* **Verilen metin**
Daha fazla enflasyon isteyen Japonya'da beklenen olmadı

Fiyatların artması, tüketicilerin harcamayı kısmasına yol açtı

Japonya'daki tüketici harcamaları, enflasyon da göze alındığında, 4 çeyrektir düşüyor (Reuters)
Japonya'daki tüketici harcamaları, enflasyon da göze alındığında, 4 çeyrektir düşüyor (Reuters)
TT

Daha fazla enflasyon isteyen Japonya'da beklenen olmadı

Japonya'daki tüketici harcamaları, enflasyon da göze alındığında, 4 çeyrektir düşüyor (Reuters)
Japonya'daki tüketici harcamaları, enflasyon da göze alındığında, 4 çeyrektir düşüyor (Reuters)

Neredeyse tüm dünya enflasyonla mücadele ederken bir ülke ona kucak açtı. Son yıllarda Japonya'da da fiyatlar artıyor.

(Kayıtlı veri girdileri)

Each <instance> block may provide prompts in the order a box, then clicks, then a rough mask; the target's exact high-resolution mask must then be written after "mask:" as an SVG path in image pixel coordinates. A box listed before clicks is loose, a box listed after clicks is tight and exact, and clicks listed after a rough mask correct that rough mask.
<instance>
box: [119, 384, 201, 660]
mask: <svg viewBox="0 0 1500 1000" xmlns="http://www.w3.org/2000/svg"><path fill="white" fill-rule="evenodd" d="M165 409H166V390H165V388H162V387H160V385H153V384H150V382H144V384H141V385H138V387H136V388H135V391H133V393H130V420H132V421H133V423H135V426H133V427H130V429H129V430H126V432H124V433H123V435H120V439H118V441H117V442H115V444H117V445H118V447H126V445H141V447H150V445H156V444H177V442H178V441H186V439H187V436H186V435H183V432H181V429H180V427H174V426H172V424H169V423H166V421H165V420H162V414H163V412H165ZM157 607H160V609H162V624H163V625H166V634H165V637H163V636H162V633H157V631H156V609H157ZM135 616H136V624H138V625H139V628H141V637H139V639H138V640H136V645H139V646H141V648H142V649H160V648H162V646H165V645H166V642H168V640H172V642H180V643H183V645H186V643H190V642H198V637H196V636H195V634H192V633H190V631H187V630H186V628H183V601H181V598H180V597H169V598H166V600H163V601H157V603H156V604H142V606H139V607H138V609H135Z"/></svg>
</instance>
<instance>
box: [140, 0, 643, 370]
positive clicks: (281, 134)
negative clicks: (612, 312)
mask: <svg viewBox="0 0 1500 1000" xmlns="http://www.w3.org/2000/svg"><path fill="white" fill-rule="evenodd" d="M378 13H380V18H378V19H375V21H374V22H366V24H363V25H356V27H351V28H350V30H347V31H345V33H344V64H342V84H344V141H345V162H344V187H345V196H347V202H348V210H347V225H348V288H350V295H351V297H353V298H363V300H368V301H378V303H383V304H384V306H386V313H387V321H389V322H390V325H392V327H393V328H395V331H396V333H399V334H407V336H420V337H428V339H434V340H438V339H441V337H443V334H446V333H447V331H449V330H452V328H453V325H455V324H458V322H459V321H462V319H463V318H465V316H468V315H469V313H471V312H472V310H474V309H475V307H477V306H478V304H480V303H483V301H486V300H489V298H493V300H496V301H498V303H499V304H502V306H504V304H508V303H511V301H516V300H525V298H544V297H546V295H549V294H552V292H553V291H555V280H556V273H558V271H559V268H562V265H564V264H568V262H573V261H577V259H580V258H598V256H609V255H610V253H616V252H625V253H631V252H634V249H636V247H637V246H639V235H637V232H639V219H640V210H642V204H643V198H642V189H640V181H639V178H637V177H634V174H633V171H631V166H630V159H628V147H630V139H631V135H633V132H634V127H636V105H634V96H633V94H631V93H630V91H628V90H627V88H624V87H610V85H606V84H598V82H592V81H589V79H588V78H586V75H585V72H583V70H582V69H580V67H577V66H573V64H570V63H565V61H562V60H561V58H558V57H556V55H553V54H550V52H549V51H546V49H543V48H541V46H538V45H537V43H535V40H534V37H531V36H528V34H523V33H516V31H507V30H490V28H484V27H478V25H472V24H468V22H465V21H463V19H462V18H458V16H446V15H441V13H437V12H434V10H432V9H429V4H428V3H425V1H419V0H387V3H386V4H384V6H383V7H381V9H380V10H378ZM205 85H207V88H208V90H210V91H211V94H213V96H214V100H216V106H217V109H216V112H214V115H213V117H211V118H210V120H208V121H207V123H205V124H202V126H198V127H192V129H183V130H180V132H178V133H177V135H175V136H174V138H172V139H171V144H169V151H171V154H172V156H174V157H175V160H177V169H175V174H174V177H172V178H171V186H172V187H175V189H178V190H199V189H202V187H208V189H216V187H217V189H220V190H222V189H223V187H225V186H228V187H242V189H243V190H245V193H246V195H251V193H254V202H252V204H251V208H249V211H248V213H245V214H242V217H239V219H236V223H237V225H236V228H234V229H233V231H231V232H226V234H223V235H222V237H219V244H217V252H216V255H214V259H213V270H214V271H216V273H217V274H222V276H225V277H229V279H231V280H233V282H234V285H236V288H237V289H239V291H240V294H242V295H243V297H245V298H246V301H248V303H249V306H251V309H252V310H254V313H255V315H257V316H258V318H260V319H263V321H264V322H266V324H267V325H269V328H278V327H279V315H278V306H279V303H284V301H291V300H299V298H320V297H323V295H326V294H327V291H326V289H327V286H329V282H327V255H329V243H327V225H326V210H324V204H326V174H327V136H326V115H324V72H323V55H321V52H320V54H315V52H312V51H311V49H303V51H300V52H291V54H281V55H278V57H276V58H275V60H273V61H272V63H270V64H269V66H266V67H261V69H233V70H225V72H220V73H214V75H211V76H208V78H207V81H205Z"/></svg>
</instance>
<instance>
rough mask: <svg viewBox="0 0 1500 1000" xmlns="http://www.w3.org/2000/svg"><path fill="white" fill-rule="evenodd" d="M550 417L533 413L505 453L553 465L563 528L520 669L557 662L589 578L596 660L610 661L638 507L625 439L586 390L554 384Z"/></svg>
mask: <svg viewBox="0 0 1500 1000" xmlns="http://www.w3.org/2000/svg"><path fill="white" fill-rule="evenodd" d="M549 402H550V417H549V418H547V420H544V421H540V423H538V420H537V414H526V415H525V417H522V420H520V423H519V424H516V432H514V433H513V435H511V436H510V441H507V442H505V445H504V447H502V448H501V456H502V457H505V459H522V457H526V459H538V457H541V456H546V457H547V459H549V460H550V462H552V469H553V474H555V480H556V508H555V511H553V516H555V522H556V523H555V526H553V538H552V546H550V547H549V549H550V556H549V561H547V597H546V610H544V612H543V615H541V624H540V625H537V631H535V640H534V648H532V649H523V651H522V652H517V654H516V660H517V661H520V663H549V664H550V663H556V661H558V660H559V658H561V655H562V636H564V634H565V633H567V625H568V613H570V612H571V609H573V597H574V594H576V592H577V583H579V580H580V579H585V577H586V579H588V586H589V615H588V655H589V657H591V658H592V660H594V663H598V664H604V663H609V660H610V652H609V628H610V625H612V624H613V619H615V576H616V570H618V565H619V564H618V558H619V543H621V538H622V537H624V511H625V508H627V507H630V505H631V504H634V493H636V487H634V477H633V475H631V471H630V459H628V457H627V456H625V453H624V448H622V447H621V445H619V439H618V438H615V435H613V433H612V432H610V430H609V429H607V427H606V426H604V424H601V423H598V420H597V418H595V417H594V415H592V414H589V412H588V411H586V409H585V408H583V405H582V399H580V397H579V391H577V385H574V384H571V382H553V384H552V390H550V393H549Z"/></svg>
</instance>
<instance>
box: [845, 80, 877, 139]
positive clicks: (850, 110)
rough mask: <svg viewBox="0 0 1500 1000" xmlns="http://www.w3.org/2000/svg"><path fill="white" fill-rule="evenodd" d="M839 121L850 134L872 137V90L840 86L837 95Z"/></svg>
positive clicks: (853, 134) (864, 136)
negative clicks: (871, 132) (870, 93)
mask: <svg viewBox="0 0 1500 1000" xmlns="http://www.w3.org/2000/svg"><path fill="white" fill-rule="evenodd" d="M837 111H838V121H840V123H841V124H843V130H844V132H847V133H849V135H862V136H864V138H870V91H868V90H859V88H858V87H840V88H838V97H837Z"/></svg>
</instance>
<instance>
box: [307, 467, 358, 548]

* **Görev listesi**
1. Listede "negative" dizesini içeren her satırı ayıklayıp yazar mısın? Büyük ve küçük harf ayrımı dikkate alınır.
2. Japonya enflasyonu haberini kaldığı yerden sürdürür müsün?
Yukarıdaki listenin Japonya enflasyonu haberiyle hiçbir ilgisi yoktur.

* **Yazılı cevaplar**
1.
negative clicks: (612, 312)
negative clicks: (871, 132) (870, 93)

2.
2020 ve 2021'de eksi enflasyon ölçülen Asya ülkesinde yapılan ekonomik hamleler, büyümeyi hedefliyor. 

İşletmeler artan maliyetleri gerekçe göstererek fiyatları yükseltecek, daha fazla ciro da işçiler için daha yüksek maaş anlamına gelecekti. Cebinde daha fazla parası olan işçiler de tüketimi artırarak ekonomiyi canlandıracaktı. 

Düşük faiz veren Japonya Merkez Bankası bu yolla istikrarlı ve düşük enflasyonu sağlamayı amaçlıyordu. 

Başta beklenen sinyaller geldi. Toyota gibi büyük şirketler artan gelirlerinin de etkisiyle uzun süredir görülmeyen maaş zamları yaptı. İki yıldır yüzde 2'lik enflasyon hedefi de tutturuluyor. 

Ancak çarşamba yapılacak Japonya Merkez Bankası toplantısı öncesinde planın aksayan yönleri de ortaya çıktı. 

Yenin değer kaybıyla birlikte yurtdışından gelen gıda ve yakıt gibi kalemler bir anda pahalılaştı. Tüketiciler de harcamalarını azaltarak bu duruma yanıt verdi. Küçük ve orta boy işletmeler azalan taleple birlikte çalışanlarına zam yapamayacak gibi duruyor.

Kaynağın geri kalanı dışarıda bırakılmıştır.